# MATERIAL TO PROCESS
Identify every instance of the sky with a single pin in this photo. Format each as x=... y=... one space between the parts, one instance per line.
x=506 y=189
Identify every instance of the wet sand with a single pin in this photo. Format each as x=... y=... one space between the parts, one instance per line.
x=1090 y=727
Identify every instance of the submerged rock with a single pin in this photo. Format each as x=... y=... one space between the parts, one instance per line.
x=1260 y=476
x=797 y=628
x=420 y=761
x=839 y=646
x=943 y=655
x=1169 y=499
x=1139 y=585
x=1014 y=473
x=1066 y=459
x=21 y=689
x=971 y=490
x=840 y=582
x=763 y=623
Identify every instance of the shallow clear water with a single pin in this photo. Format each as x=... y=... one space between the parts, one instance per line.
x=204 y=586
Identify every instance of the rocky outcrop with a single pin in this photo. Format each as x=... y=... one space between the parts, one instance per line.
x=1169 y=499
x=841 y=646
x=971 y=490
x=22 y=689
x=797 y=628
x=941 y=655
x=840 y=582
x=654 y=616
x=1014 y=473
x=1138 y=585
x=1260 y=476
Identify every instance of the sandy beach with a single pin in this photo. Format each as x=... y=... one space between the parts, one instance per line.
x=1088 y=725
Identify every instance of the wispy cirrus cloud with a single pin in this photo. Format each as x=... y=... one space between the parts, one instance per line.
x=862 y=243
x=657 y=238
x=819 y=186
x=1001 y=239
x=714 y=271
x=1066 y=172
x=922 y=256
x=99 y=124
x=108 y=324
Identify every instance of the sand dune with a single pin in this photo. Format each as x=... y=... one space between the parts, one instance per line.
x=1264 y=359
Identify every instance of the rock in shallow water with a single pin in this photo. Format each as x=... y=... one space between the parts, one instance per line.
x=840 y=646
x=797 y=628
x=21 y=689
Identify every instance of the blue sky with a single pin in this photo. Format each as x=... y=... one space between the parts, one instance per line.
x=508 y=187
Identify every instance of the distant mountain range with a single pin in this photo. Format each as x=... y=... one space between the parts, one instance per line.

# WHAT IS NEEDED
The material above is to be transcribed in full, exactly as it stands.

# SOLVED EXERCISE
Identify every instance of the sky with a single pin in this photo. Format each as x=... y=... one space between the parts, one instance per line.
x=506 y=189
Identify every instance of the wet sand with a single pin in this photo. Format each as x=... y=... one space between the parts, one instance per line.
x=1090 y=727
Identify every instance of the submerged rock with a single pin in this photo. Format each as x=... y=... one space between the parts, one instance per line.
x=1260 y=476
x=797 y=628
x=420 y=761
x=839 y=646
x=943 y=655
x=1169 y=499
x=1139 y=585
x=1014 y=473
x=1066 y=459
x=21 y=689
x=971 y=490
x=840 y=582
x=763 y=623
Identify every instance of the shallow clear water with a single pin in this photo. Format each as x=... y=... one space between the parts, one instance per line.
x=204 y=586
Identify every instance of the rocky outcrop with a single pin in this photo. Format each as x=... y=... one space between the parts, one instance per line.
x=1169 y=499
x=841 y=646
x=971 y=490
x=22 y=689
x=797 y=628
x=941 y=655
x=840 y=582
x=654 y=616
x=1014 y=473
x=1138 y=585
x=1260 y=476
Identify every instance of the sandy beach with a single pin in this photo. Format each as x=... y=... one space between the parts, one instance per line.
x=1088 y=725
Identify every instance of the wispy cirrus cloud with a single pin in this photo. Format each as x=... y=... one space between the parts, one instance per line.
x=862 y=243
x=657 y=238
x=819 y=186
x=1001 y=239
x=714 y=271
x=1066 y=172
x=922 y=256
x=99 y=124
x=108 y=324
Identify every instance of the sand dune with a single pin in this photo. Format each as x=... y=... one space between the parts, one instance per line.
x=1264 y=359
Identify every instance of the rock in shallow water with a single pin in this photo. Format each as x=... y=... one space between the parts, one instance per line.
x=840 y=646
x=797 y=628
x=21 y=689
Identify every instance of the blue sky with a single pin in this photo. Format each as x=... y=... one space between the parts, one instance per line.
x=508 y=187
Identify every instance of the distant mountain range with a single pin in this photo. Format each as x=... y=... one space between the parts, one instance per line.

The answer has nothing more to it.